## STATED GOAL
Can you copy the lines from the one that contains "wall in the photo above." through the end of the material below, exactly and with nothing else?

(Records from a data source)
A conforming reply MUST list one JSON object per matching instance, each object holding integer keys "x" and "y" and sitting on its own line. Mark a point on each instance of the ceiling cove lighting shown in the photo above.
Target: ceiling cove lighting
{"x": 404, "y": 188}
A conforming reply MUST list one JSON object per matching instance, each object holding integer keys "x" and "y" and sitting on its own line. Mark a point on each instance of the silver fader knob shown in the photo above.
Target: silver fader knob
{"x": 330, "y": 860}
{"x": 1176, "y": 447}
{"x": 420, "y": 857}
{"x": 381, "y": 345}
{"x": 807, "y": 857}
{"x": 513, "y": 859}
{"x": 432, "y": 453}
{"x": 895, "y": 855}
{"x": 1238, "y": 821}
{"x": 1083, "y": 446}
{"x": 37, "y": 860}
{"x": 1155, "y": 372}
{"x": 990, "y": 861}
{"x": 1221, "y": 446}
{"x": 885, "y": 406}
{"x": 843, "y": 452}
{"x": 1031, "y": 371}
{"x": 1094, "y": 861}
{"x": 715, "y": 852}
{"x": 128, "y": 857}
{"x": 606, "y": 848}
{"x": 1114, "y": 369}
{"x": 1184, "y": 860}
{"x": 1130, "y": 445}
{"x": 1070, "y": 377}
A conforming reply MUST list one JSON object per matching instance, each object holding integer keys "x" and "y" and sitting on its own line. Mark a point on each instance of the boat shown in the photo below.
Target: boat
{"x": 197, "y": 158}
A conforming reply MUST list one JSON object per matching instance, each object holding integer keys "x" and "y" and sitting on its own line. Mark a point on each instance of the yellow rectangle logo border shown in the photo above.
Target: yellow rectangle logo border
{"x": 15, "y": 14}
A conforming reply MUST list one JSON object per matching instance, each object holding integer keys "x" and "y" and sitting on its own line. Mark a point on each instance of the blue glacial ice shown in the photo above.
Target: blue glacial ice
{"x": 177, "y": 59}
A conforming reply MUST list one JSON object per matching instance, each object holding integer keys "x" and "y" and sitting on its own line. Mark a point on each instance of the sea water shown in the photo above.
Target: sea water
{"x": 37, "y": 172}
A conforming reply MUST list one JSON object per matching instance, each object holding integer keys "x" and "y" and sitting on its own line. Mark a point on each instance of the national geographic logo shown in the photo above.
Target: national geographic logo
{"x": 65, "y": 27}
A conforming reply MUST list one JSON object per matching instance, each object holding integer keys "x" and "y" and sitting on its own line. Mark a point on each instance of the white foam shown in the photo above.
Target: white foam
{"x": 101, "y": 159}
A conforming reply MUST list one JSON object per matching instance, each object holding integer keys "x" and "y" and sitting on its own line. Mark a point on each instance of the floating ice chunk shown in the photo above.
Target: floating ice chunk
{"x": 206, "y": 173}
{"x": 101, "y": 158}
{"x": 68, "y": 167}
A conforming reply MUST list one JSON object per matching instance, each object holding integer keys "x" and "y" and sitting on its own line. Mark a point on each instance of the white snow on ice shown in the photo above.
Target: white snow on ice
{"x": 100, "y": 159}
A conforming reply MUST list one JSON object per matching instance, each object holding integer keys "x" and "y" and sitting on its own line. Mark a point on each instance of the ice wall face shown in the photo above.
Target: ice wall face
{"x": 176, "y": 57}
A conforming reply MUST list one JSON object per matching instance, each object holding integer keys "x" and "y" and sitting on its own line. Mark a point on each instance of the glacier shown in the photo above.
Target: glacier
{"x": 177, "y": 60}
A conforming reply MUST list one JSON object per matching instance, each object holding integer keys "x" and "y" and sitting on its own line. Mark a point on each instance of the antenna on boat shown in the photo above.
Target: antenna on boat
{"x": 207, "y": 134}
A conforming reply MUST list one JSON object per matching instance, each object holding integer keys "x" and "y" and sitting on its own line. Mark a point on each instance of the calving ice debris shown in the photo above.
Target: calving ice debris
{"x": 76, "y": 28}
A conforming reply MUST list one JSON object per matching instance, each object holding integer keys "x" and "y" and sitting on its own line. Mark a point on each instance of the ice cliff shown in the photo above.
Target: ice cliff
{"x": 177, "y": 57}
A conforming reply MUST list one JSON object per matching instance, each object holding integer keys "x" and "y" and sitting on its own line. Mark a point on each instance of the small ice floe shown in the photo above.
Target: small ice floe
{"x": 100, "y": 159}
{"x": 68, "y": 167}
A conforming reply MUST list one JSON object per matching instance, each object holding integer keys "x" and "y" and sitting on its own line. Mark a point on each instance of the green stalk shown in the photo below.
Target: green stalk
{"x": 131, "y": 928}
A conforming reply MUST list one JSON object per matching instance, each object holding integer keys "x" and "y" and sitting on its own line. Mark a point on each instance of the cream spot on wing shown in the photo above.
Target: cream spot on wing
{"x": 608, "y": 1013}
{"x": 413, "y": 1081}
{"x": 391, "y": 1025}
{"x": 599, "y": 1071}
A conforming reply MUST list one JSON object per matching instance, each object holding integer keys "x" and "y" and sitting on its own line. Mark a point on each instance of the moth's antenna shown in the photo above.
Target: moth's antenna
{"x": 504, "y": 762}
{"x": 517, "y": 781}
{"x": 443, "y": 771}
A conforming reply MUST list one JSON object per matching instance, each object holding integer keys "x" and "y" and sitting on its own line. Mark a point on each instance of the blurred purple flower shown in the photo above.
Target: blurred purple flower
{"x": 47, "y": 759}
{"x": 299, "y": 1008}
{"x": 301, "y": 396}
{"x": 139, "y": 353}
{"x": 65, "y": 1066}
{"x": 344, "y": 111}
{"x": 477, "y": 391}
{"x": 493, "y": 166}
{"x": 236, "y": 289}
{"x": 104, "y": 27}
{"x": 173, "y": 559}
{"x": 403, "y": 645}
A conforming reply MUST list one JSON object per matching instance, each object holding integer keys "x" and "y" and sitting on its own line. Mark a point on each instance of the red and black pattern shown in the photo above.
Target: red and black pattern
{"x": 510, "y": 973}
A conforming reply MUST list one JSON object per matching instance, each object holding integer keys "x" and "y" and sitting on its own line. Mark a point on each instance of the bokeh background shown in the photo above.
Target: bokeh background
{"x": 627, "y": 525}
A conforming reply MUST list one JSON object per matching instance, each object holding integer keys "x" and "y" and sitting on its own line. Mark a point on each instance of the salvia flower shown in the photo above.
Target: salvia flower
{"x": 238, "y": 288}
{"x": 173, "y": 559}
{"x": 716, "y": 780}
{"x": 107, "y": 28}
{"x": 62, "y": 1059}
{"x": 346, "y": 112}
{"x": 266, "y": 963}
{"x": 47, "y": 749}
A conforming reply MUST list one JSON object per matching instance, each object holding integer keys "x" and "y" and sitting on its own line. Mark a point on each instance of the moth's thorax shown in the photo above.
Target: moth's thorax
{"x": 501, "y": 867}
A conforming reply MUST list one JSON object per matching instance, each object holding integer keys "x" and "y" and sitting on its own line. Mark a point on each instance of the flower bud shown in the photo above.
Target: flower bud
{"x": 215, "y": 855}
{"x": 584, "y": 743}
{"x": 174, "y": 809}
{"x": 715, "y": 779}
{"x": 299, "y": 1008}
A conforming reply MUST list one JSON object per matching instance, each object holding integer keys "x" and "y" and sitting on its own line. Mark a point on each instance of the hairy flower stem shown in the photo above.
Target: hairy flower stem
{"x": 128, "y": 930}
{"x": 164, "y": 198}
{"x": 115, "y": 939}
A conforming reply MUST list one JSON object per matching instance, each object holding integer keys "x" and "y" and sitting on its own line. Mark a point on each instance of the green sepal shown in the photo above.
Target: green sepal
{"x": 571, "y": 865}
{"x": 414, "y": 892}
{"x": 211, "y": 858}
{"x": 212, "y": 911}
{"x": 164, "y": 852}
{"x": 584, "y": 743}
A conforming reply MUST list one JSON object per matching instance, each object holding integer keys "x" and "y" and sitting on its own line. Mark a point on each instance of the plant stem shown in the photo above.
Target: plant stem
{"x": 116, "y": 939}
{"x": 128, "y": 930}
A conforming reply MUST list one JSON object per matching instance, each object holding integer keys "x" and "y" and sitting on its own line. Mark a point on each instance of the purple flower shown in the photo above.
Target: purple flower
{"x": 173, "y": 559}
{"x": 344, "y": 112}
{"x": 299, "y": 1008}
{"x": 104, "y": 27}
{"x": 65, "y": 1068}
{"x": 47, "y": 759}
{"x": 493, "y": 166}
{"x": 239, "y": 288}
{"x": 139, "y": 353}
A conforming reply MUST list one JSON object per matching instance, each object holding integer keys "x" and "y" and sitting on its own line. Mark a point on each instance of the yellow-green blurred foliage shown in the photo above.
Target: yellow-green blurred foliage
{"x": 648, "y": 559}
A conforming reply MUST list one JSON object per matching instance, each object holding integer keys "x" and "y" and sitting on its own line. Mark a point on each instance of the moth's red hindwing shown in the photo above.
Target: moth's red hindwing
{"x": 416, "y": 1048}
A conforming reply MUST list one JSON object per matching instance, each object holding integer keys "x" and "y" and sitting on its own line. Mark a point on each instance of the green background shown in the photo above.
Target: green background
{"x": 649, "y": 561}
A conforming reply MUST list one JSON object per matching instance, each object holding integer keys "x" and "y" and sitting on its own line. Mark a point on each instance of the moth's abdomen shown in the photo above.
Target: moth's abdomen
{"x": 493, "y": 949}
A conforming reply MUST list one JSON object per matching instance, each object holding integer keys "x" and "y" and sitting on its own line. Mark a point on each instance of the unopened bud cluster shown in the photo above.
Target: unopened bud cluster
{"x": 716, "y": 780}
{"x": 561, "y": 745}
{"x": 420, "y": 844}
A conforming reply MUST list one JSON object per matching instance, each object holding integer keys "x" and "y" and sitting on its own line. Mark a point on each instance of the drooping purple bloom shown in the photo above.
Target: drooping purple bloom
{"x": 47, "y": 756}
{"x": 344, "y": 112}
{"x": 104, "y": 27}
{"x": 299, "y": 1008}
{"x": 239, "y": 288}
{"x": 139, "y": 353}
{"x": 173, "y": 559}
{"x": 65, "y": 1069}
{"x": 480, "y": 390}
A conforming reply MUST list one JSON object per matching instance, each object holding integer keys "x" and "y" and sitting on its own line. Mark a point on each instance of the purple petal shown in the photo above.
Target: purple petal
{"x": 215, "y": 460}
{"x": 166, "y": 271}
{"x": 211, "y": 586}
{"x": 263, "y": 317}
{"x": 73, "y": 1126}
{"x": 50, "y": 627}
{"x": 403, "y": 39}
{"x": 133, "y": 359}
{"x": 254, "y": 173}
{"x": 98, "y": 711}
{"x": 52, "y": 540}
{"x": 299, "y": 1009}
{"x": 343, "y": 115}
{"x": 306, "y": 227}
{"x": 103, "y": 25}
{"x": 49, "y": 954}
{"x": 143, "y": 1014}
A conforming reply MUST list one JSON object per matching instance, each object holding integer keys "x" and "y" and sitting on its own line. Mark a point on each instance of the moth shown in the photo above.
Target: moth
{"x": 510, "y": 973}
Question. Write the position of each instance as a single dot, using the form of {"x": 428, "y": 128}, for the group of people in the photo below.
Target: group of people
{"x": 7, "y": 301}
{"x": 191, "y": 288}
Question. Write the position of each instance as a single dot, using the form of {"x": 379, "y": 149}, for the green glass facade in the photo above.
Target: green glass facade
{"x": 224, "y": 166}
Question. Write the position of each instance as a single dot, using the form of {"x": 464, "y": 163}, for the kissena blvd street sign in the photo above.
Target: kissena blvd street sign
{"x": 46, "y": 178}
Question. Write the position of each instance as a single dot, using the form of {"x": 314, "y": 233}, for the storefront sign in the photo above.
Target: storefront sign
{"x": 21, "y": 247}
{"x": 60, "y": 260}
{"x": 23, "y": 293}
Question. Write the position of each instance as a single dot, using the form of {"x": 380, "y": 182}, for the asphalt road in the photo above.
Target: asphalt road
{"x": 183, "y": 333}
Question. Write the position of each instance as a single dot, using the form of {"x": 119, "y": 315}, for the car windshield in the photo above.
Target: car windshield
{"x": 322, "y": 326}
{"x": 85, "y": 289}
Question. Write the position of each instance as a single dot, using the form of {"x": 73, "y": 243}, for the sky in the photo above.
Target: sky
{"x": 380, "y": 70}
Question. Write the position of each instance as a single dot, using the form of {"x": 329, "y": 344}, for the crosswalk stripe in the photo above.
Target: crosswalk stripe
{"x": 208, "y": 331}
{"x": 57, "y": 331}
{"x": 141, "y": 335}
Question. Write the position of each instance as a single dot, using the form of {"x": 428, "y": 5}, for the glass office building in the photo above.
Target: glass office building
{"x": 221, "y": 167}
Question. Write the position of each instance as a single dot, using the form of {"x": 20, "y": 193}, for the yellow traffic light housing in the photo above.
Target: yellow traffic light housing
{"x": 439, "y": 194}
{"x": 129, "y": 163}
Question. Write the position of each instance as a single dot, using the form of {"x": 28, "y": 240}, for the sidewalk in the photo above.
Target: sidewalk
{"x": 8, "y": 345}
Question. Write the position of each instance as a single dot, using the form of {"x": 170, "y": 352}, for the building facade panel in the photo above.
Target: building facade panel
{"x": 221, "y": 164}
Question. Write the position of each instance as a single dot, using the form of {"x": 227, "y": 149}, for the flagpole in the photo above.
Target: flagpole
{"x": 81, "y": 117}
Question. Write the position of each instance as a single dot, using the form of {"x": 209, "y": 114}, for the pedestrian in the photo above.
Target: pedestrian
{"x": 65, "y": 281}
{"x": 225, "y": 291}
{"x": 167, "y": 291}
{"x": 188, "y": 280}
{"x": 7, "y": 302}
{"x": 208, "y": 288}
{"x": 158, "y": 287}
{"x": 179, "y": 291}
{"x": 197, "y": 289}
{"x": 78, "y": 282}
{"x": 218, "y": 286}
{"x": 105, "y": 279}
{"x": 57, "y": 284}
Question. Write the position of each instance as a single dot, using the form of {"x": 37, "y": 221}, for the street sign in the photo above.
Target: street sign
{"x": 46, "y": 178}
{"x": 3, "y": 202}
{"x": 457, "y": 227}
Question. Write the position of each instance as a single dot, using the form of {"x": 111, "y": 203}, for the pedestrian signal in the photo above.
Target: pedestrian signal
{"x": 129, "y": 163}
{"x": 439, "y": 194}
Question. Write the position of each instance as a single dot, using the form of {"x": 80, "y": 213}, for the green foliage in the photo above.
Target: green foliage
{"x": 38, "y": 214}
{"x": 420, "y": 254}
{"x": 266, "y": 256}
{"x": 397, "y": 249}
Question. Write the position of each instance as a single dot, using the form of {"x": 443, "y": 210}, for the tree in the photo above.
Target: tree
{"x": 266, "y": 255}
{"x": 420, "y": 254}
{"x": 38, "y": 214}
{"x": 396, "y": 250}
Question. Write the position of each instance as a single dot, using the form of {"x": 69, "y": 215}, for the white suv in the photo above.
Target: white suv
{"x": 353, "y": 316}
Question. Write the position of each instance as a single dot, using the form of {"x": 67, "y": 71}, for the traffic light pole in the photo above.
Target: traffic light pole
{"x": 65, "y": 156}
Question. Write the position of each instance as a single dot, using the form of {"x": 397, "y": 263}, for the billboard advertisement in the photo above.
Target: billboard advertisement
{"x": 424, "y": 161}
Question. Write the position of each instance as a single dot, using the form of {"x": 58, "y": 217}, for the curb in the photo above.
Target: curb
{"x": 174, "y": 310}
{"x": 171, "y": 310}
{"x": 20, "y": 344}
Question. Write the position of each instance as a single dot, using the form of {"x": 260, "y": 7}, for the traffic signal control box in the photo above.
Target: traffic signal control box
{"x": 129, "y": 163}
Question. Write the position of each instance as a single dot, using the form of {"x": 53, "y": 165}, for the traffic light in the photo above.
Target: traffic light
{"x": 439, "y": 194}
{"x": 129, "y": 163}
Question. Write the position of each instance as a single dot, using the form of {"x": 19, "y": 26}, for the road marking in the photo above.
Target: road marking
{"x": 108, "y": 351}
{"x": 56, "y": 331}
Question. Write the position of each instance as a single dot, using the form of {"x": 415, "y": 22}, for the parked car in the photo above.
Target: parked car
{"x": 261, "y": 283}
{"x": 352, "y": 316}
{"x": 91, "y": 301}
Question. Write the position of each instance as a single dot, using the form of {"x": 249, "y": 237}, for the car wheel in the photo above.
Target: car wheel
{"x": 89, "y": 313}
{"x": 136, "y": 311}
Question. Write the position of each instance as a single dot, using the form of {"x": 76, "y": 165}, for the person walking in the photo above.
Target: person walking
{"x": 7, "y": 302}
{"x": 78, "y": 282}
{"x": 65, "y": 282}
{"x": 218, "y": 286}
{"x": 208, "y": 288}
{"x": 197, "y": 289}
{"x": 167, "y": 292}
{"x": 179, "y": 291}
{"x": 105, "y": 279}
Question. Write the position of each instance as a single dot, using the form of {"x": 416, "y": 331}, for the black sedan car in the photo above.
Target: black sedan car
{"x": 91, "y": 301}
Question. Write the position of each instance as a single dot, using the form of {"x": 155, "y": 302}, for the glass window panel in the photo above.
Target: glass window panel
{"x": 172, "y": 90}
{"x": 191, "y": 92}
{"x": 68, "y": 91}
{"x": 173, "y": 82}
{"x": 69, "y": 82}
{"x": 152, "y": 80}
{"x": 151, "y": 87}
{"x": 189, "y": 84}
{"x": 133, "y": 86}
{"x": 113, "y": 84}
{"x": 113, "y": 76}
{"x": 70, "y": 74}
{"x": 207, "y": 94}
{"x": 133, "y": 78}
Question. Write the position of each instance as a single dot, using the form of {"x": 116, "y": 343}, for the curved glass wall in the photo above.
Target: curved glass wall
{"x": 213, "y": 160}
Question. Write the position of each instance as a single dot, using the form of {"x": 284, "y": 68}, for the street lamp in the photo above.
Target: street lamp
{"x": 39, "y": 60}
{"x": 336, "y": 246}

## FINAL RESULT
Question. Write the position of each instance as a single dot, using the form of {"x": 116, "y": 343}, for the curved glass wall in the photo above.
Target: curved glass wall
{"x": 213, "y": 160}
Question. Write the position of each instance as a single dot, using the form of {"x": 284, "y": 68}, for the street lamp in the photo above.
Target: street lamp
{"x": 39, "y": 60}
{"x": 336, "y": 246}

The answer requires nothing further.